----- Dataset extract

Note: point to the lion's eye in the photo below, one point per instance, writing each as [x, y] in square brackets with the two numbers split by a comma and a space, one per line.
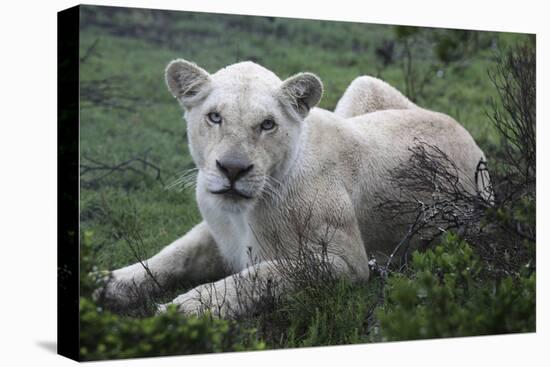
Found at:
[267, 125]
[214, 118]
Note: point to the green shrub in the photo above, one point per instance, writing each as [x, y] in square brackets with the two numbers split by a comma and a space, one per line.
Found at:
[105, 335]
[447, 296]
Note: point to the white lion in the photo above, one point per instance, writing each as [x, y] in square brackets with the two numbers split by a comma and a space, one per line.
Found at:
[271, 164]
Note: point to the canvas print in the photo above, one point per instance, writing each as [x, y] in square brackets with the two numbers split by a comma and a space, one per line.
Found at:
[250, 183]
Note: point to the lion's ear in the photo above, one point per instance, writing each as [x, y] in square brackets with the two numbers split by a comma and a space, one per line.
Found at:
[186, 81]
[302, 91]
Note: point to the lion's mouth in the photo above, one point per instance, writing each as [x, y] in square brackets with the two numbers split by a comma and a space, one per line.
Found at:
[231, 192]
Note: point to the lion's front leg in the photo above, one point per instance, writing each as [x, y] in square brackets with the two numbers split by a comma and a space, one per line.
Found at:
[192, 259]
[244, 292]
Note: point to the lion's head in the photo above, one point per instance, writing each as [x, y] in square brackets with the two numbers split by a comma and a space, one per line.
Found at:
[243, 126]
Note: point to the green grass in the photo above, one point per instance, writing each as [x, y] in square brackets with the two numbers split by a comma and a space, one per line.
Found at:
[136, 115]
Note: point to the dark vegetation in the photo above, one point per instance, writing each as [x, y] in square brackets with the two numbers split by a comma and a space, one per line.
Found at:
[477, 275]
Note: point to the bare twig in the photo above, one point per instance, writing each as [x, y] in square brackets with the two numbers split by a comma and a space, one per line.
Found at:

----------

Try it
Reproduce the data verbatim and omit each image.

Answer space
Note: point to the lion's eye in the photo below, one point per instance, writing each as [x, y] in square brackets with the two numbers split by a comma and a space, one per line.
Found at:
[267, 125]
[214, 118]
Note: point to the green shrub in the photo above, one point per instance, writing each as [x, y] in square brackets with the two numbers split by a comma and a space, one per line.
Found at:
[105, 335]
[447, 296]
Note: point to the white lion in the photo above, one point per instance, writing each as [x, y] in square brackets with the two numbers split by a comma and a space, one per line.
Found at:
[271, 164]
Note: point to the canvas print in the photo above, one point per instance, writing each as [x, y] in square brackets with the two numbers split by a comma and a space, one per line.
Found at:
[250, 183]
Note: point to the lion's ear in the photo above, one point per instance, writing each as [x, y] in square brackets with the two numbers split by a comma and a space, one per line.
Found at:
[186, 81]
[302, 91]
Note: point to the lion's mouth in the photo above, one point per instance, writing each as [x, y] in square brackets with the two numbers split by a comma and a space, one per line.
Found at:
[231, 192]
Note: point to the lion's front leg in the photo above, one point per instance, writing each as [x, y] in square brackets with the two numbers split by a comma and a space, one per line.
Found at:
[192, 259]
[244, 292]
Note: point to the lion's head in the photo above, one point per instance, writing each as [x, y] in square brackets with the two numbers split by a comma and a space, one per line.
Found at:
[243, 126]
Note: point to the green grass in the photo above, one point per instance, writing each as [x, y] in square brackets with the two numbers split by a comma and a space, one per line.
Found at:
[136, 115]
Note: point to the dark vegetation in the photo above, one point per instance, writing each as [x, y] in square brackets with the two numbers split by a comma and a space, one per line.
Found at:
[477, 275]
Note: point to the bare twig in the photo above, one point per instance, writing each as [x, y] in square brackets with the two numbers split by a comma and a space, one per line.
Found at:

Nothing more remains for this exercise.